ACTIVITY:
Here the job is to transcribe the data exactly while omitting the images.
MATERIALS PROVIDED Block Start
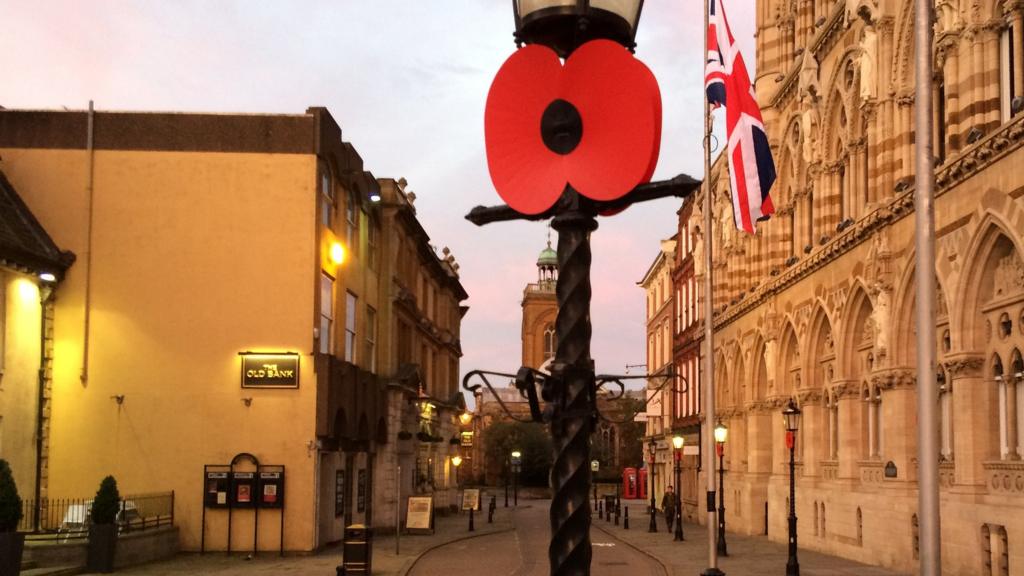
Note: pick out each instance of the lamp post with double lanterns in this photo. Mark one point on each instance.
(677, 443)
(653, 502)
(721, 434)
(516, 466)
(791, 417)
(521, 153)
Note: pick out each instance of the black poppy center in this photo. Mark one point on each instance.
(561, 127)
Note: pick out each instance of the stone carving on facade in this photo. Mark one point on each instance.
(965, 366)
(866, 9)
(868, 59)
(1009, 276)
(882, 319)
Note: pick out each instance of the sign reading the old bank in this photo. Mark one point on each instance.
(279, 370)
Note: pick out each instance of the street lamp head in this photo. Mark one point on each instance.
(565, 25)
(791, 416)
(721, 433)
(678, 442)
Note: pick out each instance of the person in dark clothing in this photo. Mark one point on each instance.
(669, 505)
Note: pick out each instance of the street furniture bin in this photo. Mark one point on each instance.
(356, 550)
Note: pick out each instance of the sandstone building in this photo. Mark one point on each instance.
(819, 304)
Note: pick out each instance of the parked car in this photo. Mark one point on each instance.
(78, 517)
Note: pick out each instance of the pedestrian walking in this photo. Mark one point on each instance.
(669, 505)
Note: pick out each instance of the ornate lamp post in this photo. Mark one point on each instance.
(791, 415)
(677, 443)
(653, 503)
(721, 434)
(564, 25)
(537, 171)
(516, 463)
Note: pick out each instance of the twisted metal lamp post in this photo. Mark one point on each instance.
(791, 416)
(569, 389)
(653, 502)
(677, 443)
(721, 434)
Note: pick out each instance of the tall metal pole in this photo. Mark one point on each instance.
(924, 200)
(571, 397)
(709, 347)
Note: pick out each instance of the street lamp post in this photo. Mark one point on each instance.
(653, 502)
(516, 463)
(791, 416)
(721, 434)
(677, 443)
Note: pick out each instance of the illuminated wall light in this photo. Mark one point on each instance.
(337, 253)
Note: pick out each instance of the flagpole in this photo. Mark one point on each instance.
(924, 198)
(708, 449)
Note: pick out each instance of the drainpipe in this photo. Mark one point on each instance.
(44, 299)
(90, 152)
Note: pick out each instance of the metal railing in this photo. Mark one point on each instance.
(67, 520)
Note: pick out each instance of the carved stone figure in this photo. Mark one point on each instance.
(881, 317)
(809, 75)
(868, 60)
(809, 122)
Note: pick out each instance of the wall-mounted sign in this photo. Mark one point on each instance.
(891, 470)
(471, 499)
(280, 370)
(420, 515)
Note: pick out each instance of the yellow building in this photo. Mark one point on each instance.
(818, 305)
(30, 264)
(204, 240)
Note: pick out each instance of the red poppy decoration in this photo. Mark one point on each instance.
(594, 124)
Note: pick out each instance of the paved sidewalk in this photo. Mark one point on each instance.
(749, 556)
(385, 562)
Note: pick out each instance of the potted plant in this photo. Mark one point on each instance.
(103, 528)
(11, 542)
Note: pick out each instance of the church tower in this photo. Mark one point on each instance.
(539, 310)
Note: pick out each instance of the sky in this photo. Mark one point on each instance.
(407, 80)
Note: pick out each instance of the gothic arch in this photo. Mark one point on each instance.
(857, 334)
(820, 351)
(993, 242)
(788, 375)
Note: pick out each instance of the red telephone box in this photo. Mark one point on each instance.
(630, 483)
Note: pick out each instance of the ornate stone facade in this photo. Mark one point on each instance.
(819, 304)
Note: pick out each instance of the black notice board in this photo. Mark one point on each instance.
(339, 493)
(360, 491)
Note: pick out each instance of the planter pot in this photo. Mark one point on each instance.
(102, 544)
(11, 545)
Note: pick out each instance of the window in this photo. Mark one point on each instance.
(371, 357)
(327, 197)
(350, 300)
(373, 236)
(351, 221)
(327, 315)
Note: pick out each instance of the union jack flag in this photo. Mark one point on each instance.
(752, 170)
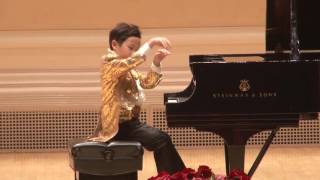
MATERIALS PROVIDED Block End
RESPONSE AREA:
Note: pick out each instance of the lamp post with double lanterns in this photo. Mark one point on each instance.
(677, 443)
(653, 502)
(721, 434)
(516, 466)
(791, 417)
(521, 153)
Note: pick out each instance of the black poppy center in this photo. Mark one point on each instance.
(561, 127)
Note: pick out each instance of the stone carving on facade in this photo. Mark one point on each instance.
(965, 366)
(866, 9)
(868, 59)
(1009, 276)
(882, 319)
Note: pick out each instance of the sign reading the old bank in this photo. Mark one point on each instance.
(279, 370)
Note: pick out each instance of the street lamp head in this photo. Mark one point on each instance.
(565, 25)
(791, 416)
(721, 433)
(678, 442)
Note: pick out each instance of the person in dark clothing in this photo. Mark one point on each instance.
(669, 505)
Note: pick out each instance of the street furniture bin in this photo. Mark one point on each instance.
(356, 550)
Note: pick out each instance of the sandstone building in this photo. Mark one point on each instance.
(819, 304)
Note: pick out each instance of the parked car in this photo. Mark one point on each instance.
(78, 517)
Note: pick out each instance of the pedestrian walking in this photo. Mark one point on each instance.
(669, 505)
Note: pick out each instance of the ornate lamp post in this photo. Mark one point on each instance.
(791, 415)
(677, 443)
(653, 503)
(721, 434)
(564, 25)
(537, 171)
(516, 463)
Note: pick out each instance of the twisted metal lamp post in this photo. Mark one point on each instance.
(791, 416)
(569, 389)
(653, 502)
(677, 443)
(721, 434)
Note: pick out each instance of the tall metal pole in this photo. Mark one point on each instance.
(924, 200)
(571, 397)
(709, 347)
Note: pick out each instance of the street lamp post in this photo. Mark one point on each instance.
(653, 502)
(516, 463)
(791, 416)
(721, 434)
(677, 443)
Note: pick out each instance of the illuminated wall light in this photo. Mark one point on each instance.
(337, 253)
Note: pick out each instance of the flagpole in this photo. Mark one point on each instance.
(924, 198)
(708, 449)
Note: pick out each instance of the drainpipe in this photo. Mark one point on each instance.
(44, 299)
(90, 152)
Note: pick out each instance of the metal railing in this photo. Mark one point on each instance.
(67, 520)
Note: pick out each instance of the carved stone figure in this photo. Mark one point on each instance.
(881, 317)
(809, 75)
(868, 60)
(809, 122)
Note: pick out each instance of the wall-mounted sign in this photo. Mark one point on each instance.
(891, 470)
(471, 499)
(280, 370)
(420, 515)
Note: pick out each instance of the yellow building in this photo. Mark one point on each instance.
(818, 305)
(30, 264)
(204, 240)
Note: pick out each instance of the red poppy decoration in this photo. Mark one point on each instance.
(594, 124)
Note: pick out each instance of the paved sidewalk in this photo. Mark one point on each instance.
(749, 556)
(385, 562)
Note: pick out each instance of the potted plant in this photo. Mark one point on each instance.
(103, 528)
(11, 542)
Note: pick out each instance of the church tower in this photo. Mark one point on each instance.
(539, 310)
Note: pick out each instance of the sky in this photo. Mark one point on each instance.
(407, 80)
Note: pick out each instance of the gothic arch in this photo. Mark one point on each instance.
(857, 334)
(820, 351)
(993, 242)
(788, 375)
Note: pick out each instance of the red telephone box in this photo. Mark one point on each instance.
(630, 483)
Note: pick out each instance of the ornate stone facade in this photo. Mark one point on each instance.
(819, 304)
Note: pick out each instance of the black notice board in this photo. Mark one point on each instance.
(339, 493)
(360, 491)
Note: pick out each instance of the planter pot in this photo. Mark one point on each instance.
(102, 544)
(11, 545)
Note: pick out each instance of the window in this photo. Mark one point on each instance.
(371, 357)
(327, 197)
(350, 300)
(373, 236)
(351, 221)
(327, 315)
Note: pick out each instance of the union jack flag in this photo. Mark one point on each instance.
(752, 170)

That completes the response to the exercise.